# start of Document section
Conor vs. Misbehaving Parameterized Queries + OPTIMIZE FOR hints

In my previous post, I debugged a customer problem for you, including the various guesses I had to make and why they matter.

The specific problem was likely related to parameter sensitivity, an issue in query optimization where the optimizer will try to generate a plan that is optimal for one parameter value but perhaps not optimal over all parameters values likely to be used in the future calling pattern of this query.  I had recommended using the optimizer hint OPTIMIZE FOR (@p <value>) to nudge the optimizer to use a value that was better for the average workload.

Another user wants to better understand the difference between OPTIMIZE FOR(@p value) and OPTIMIZE for (@p UNKNOWN), a new hint that was added in SQL 2008.  This new hint optimizes for an average value rather than a specific value.  It is probably a good time to review a few background details of parameterized query plans so that I can use some vocabulary that we use internally to discuss specific customer cases.

So, the abbreviated summary (which you can find in earlier blog posts if you have not seen before:

1. Queries in SQL Server (all current versions) are compiled and are usually cached.  That plan is used for all subsequent executions as long as it does not recompile.

2. Queries with parameter values _can_ (but do not always) have their values “sniffed”, meaning that the optimizer takes a peek at the current state of the containing T-SQL batch, using this value to generate a more optimal plan.  You can tell if a particular parameter value was sniffed by looking at the showplan xml output, but please understand that the current system is imperfect in terms of sniffing.  For the rest of this post, I will assume that values ARE sniffed for simplicity in describing the behavior that happens in the system.

 

When the optimizer knows a specific value to sniff, it will be able to determine things like whether a table scan is likely to be faster than a seek + bookmark lookup for a given filter.  For example, “SELECT * FROM T WHERE col = @p” would likely generate a scan plan if col = @p is non-selective.  If it is highly selective, then the seek may be optimal.  This seek/scan plan flip is one common case where parameter sniffing can yield a more optimal plan for a specific parameter value.  Whether this plan is optimal for the workload is another matter entirely.  Unfortunately, the optimizer is in a tricky spot.  Sniffing the value often leads to a much better plan – so much so that customers complain if they don’t get that plan.   So, there is an interaction between the initial sniffed value + the resulting plan that is generated with the average calling pattern for that parameter.  (It gets more complicated when you have many parameters).

There are a number of different common “plan flips” where the optimizer generates different plans based on what is sniffed.  In addition to seek/scan flips, I often see index flips where the optimizer will choose a seek on index 1 vs. a seek on index 2.  I also see join order flips in OLTP applications.  The main ingredients here are that your workload be repetitive enough to see the patterns.

Even if you do have plan flips, this does not necessarily mean that your application will have problems.  The relative performance of those plans may be very close, meaning that there is no real substantial benefit in picking one over the other.  Even if the performance isn’t great, it might be that the query is just unimportant to an application – perhaps it is not really visible to the application and the whole job takes awhile, so some variability in one query is insignificant.  The key point is that this problem includes the perception of the user and is not just some arbitrary metric defined in the optimizer.
# end of Document section
Set tasks:
A - Answer these questions about the post on parameterized queries and OPTIMIZE FOR hints:
(i) In which SQL Server version was OPTIMIZE FOR (@p UNKNOWN) added?
(ii) Where can you look to tell whether a particular parameter value was sniffed?
(iii) Besides seek/scan flips, which two kinds of plan flips does the author mention seeing?
B - Extend the post on parameterized queries and OPTIMIZE FOR hints, picking up after its final paragraph.
# start of Listed records
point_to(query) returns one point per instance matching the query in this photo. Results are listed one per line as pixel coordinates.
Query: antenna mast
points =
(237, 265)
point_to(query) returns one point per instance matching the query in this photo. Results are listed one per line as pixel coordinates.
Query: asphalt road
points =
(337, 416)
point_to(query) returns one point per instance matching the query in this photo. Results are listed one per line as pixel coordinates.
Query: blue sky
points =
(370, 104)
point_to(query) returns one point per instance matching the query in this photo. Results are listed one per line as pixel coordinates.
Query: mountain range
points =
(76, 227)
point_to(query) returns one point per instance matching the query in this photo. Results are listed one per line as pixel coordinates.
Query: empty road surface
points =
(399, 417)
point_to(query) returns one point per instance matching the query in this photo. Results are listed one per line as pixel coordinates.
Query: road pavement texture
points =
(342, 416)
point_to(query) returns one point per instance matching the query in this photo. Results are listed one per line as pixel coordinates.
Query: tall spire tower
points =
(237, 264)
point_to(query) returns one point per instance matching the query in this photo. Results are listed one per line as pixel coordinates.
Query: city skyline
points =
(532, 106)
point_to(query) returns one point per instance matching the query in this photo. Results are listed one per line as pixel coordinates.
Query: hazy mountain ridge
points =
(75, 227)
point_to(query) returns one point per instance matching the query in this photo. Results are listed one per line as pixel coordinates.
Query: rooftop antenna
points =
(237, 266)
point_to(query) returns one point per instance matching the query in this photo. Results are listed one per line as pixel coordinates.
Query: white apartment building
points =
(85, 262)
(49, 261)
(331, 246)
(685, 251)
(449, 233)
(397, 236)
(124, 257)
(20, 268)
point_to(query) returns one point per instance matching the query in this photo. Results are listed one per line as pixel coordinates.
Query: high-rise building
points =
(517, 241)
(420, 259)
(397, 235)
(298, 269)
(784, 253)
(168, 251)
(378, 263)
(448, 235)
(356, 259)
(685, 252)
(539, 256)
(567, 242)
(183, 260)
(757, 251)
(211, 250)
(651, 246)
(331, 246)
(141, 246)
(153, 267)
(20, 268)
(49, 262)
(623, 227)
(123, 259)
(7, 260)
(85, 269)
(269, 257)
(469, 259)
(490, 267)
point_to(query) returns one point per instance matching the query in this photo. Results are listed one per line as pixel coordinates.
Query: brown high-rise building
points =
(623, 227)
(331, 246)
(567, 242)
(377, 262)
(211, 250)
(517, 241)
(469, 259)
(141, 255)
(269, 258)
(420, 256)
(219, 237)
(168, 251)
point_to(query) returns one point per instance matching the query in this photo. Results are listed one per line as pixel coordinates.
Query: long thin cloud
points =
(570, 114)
# end of Listed records
Answers for the exercise:
A -
(i) SQL 2008.
(ii) In the showplan xml output.
(iii) Index flips, where the optimizer chooses a seek on index 1 vs. a seek on index 2, and join order flips in OLTP applications.

B -
The most common class of parameter sensitive problem (PSP) we see is where sniffing one value has “good” performance (from the perspective of the customer) for all parameter values while sniffing + caching the plan for another parameter value leads to “bad” performance. 

Common Case (Atypical parameter):

  Executing value 1 Executing value 2
Sniffed value 1 “good” “bad”
Sniffed value 2 “good” “good”

 

Less Common (Distinct Sets of Optimal Plans/Values): 

  Executing value 1 Executing value 2
Sniffed value 1 “good” “bad”
Sniffed value 2 “bad” “good”

 

90% of the cases I see (where I can also get enough information to categorize) relate to having an uncommon value sniffed.  If we take our earlier example, if @p is a very frequent value in the data distribution, the filter WHERE col = @p is highly unselective and the Scan plan may be generated.  However, this value may be very infrequently used.  As a result, most of the time the seek plan is generated but occasionally the scan plan might be generated instead if this infrequent value happens to be passed when the query needs to be recompiled.  Understanding the frequency of calling values vs. the frequency of data distribution is necessary to fully understand which case you have.  Note that I could construct an example this is opposite of this, where picking the scan plan is the right answer in most cases but sniffing a very infrequent value with low representation in the data set could cache a seek plan.  The metric is overall workload time.

The other kind of problem we see is that plans are really only optimal for certain sets of parameters.  If you use the wrong plan with the wrong parameter, then the performance is “bad” (again, from the perspective of a customer).  This is harder because you actually don’t want to cache plans like this, so adding option(recompile) is usually needed if you want consistent performance.  (You can also split the query into N copies and call each separate copy based on the values you see via T-SQL).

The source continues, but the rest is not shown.